● Written problem
Write out every single entry exactly.

● Data excerpts
----------------------------------------

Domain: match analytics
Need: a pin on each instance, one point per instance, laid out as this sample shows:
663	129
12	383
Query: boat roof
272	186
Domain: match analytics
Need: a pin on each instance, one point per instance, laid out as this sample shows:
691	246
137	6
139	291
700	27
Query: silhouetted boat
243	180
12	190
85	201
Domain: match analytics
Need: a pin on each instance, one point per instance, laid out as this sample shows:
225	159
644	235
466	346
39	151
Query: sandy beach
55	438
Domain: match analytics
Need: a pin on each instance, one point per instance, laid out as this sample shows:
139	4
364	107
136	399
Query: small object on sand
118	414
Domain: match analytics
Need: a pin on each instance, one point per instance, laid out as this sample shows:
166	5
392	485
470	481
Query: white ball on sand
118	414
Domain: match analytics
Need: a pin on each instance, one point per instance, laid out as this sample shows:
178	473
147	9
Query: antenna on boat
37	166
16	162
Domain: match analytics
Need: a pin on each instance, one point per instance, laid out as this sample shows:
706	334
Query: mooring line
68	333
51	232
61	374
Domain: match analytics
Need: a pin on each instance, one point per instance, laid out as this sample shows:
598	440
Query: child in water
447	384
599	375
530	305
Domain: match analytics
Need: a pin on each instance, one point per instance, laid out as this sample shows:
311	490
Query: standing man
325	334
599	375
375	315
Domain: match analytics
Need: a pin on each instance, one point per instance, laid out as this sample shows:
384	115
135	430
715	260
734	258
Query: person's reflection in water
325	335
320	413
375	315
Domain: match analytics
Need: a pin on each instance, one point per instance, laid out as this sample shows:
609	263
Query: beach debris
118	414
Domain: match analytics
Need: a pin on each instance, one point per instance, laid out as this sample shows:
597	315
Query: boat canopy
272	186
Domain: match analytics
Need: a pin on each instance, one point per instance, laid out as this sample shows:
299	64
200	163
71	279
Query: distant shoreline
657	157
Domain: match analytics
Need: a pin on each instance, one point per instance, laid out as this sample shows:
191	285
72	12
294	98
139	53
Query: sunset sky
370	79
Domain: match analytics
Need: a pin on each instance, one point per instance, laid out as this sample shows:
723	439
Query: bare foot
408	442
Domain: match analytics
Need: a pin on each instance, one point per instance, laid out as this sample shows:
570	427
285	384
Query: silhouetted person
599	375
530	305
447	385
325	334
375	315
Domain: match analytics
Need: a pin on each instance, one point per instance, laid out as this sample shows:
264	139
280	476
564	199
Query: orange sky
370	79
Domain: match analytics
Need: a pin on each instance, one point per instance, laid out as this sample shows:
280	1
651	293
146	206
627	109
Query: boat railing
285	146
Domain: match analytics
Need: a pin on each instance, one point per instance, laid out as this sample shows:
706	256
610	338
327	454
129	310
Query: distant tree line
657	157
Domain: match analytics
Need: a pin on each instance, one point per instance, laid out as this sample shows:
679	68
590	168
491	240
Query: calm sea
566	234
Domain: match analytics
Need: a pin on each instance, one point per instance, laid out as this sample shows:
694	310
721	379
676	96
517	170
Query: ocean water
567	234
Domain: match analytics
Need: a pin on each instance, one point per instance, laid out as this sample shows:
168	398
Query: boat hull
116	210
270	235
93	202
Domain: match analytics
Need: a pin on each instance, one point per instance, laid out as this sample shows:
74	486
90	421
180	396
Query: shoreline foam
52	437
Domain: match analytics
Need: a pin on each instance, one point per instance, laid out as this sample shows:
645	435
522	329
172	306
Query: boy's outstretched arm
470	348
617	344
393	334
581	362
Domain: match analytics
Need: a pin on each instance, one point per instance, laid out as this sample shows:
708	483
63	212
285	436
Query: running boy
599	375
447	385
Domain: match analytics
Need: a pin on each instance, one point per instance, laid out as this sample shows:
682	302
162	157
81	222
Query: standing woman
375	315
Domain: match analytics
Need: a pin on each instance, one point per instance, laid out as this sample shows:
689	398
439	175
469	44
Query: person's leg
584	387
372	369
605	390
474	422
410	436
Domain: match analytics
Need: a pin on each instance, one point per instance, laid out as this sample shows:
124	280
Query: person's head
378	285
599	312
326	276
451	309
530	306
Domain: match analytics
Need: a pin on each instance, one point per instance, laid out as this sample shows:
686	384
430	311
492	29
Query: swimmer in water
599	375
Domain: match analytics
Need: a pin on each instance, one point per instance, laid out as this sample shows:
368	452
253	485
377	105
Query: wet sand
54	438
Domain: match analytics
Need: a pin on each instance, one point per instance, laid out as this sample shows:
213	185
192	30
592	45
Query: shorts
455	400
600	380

----------------------------------------

● Written response
Domain: match analytics
Need: a pin on each instance, one point per instance, laid out as this sample shows:
663	129
12	383
Query: boat roof
272	186
Domain: match analytics
Need: a pin on each instance, one point per instance, laid out as this sample shows:
691	246
137	6
139	291
700	27
Query: silhouetted boat
243	180
12	190
85	201
Domain: match analytics
Need: a pin on each instance, one point per instance, laid out as this sample shows:
225	159
644	235
466	346
39	151
Query: sandy beach
55	438
Domain: match analytics
Need: a pin on each instance, one point per instance, laid out as this sample shows:
139	4
364	107
136	399
Query: small object on sand
118	414
Domain: match analytics
Need: a pin on each instance, one point per instance, laid out as this sample shows:
166	5
392	485
470	481
Query: white ball on sand
118	414
Domain: match analytics
Need: a pin on each instance, one point per instance, laid out as this sample shows:
178	473
147	9
Query: antenna on boat
37	166
16	162
Domain: match analytics
Need: a pin on each instance, one point per instance, laid out as this sample shows:
706	334
Query: mooring line
68	333
51	232
61	374
Domain: match analytics
Need: a pin on each instance, one point per instance, laid out as this sample shows:
598	440
Query: child in water
447	384
599	375
530	305
Domain: match analytics
Need: a pin on each instance, one point per instance, laid out as this sample shows:
311	490
Query: standing man
325	334
599	375
375	315
Domain: match analytics
Need: a pin on each instance, one point per instance, laid out as this sample shows:
384	115
135	430
715	260
734	258
Query: person's reflection in water
325	335
320	413
375	315
Domain: match analytics
Need: a pin on each instance, one point per instance, laid out as this sample shows:
609	263
Query: beach debris
118	414
Domain: match analytics
Need: a pin on each instance, one point per instance, laid out as this sample shows:
597	315
Query: boat canopy
272	186
Domain: match analytics
Need: a pin on each instance, one point per instance, laid out as this sample shows:
299	64
200	163
71	279
Query: distant shoreline
657	157
Domain: match analytics
Need: a pin on each instance, one point per instance, laid out as this sample shows:
191	285
72	12
294	98
139	53
Query: sunset sky
370	79
Domain: match analytics
Need: a pin on each instance, one point per instance, laid out as this sample shows:
723	439
Query: bare foot
408	442
Domain: match analytics
Need: a pin on each instance, one point per instance, laid out as this sample shows:
570	427
285	384
Query: silhouetted person
599	375
530	305
447	385
325	334
375	315
Domain: match analytics
Need: a pin on each instance, one point per instance, laid out as this sample shows:
264	139
280	476
564	199
Query: orange sky
370	79
Domain: match analytics
Need: a pin on each instance, one point per instance, laid out as this sample shows:
280	1
651	293
146	206
627	109
Query: boat railing
285	146
Domain: match analytics
Need: a pin on each instance, one point per instance, laid out as this sample shows:
706	256
610	338
327	454
129	310
Query: distant tree line
657	157
Domain: match analytics
Need: a pin on each instance, one point per instance, laid out as this sample shows:
679	68
590	168
491	240
Query: calm sea
566	234
Domain: match analytics
Need: a pin on each instance, one point per instance, laid out as this sample shows:
694	310
721	379
676	96
517	170
Query: ocean water
567	234
Domain: match analytics
Need: a pin on each instance, one point per instance, laid out as this sample shows:
168	398
Query: boat hull
116	210
270	235
93	202
Domain: match analytics
Need: a pin on each instance, one point per instance, laid out as this sample shows:
74	486
90	421
180	396
Query: shoreline foam
52	437
Domain: match analytics
Need: a pin on each instance, one point per instance, laid out as this sample shows:
645	435
522	329
172	306
Query: boy's outstretched arm
470	348
617	344
393	334
581	362
Domain: match analytics
Need: a pin on each instance, one point per instance, laid out as this sample shows:
708	483
63	212
285	436
Query: running boy
599	375
447	385
Domain: match analytics
Need: a pin on each instance, one point per instance, laid out as this sample shows:
682	302
162	157
81	222
Query: standing woman
375	315
Domain: match analytics
Need: a pin on each instance, one point per instance, laid out as this sample shows:
689	398
439	175
469	44
Query: person's leg
584	387
372	369
605	390
474	422
410	436
Domain: match analytics
Need: a pin on each instance, one point per instance, laid out as this sample shows:
124	280
Query: person's head
378	285
599	312
326	276
451	309
530	306
Domain: match analytics
Need: a pin on each instance, one point per instance, laid out as this sample shows:
686	384
430	311
492	29
Query: swimmer in water
599	375
Domain: match analytics
Need: a pin on each instance, one point per instance, laid out as this sample shows:
368	452
253	485
377	105
Query: wet sand
54	438
Domain: match analytics
Need: a pin on each instance, one point per instance, laid out as this sample shows:
213	185
192	30
592	45
Query: shorts
455	400
600	380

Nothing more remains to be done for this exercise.